Selected passage ->
--------

22.1.08

Penicillamine (Cuprimine, Depen) - For when the copper is gettin' you down




  • metabolite of penicillin, but is not an antibiotic since it lacks a beta-lactam ring
  • discovered in 1953 in the urine of people with liver disease who were being given penicillin
  • a fellow named John Walshe did some nifty experiments and figured out that it facilitated the excretion of copper via the urine, making it a useful agent for the treatment of Wilson's disease
    • Wilson's disease is this genetic thing where people can't effectively rid themselves of copper, causing the metal to accumulate in the organs (e.g. brain and liver) and cause damage (e.g. dementia, mood disorders, Parkinson's-like symptoms, and hepatitis with cirrhosis developing over time)
  • penicillamine functions as a chelating agent, meaning that it forms complexes with certain metal ions and promotes their elimination from the body via the urine
  • used to treat the following:
    • rheumatoid arthritis, scleroderma, and primary biliary cirrhosis (opens up a can of selective whoop-ass on your immune system)
    • cystinuria (facilitates the elimination of cystine)
    • mercury and lead poisoning (same valences as copper, yo)
    • the aforementioned Wilson's disease (i.e. copper poisoning)
  • only the D-isomer (get the lowdown on chirality) is used as a drug since the L-isomer can poison you by inhibiting the good stuff that vitamin B6 (pyridoxine) does
Goodman & Gilman's The Pharmacological Basis of Therapeutics - 11th Ed. (2006)

2 chemically inspired comments:

Toaster Sunshine said...

OK, maybe I'm just an ignorant molecular biologist, but: how do they separate the L and D isomers out of the racemic mixture? I was under the impression that deracemizing a mixture was extraordinarily difficult.

Chris said...

Hey toast,

Apparently there's a bunch of different ways.

--------

Given records ->
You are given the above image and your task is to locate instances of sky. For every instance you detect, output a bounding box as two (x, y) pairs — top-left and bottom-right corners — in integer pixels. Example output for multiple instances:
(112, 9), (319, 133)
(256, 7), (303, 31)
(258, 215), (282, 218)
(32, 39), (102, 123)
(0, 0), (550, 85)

--------

Task -> Please state the year in which, according to the penicillamine post, the drug was discovered.

Solution for this problem -> 1953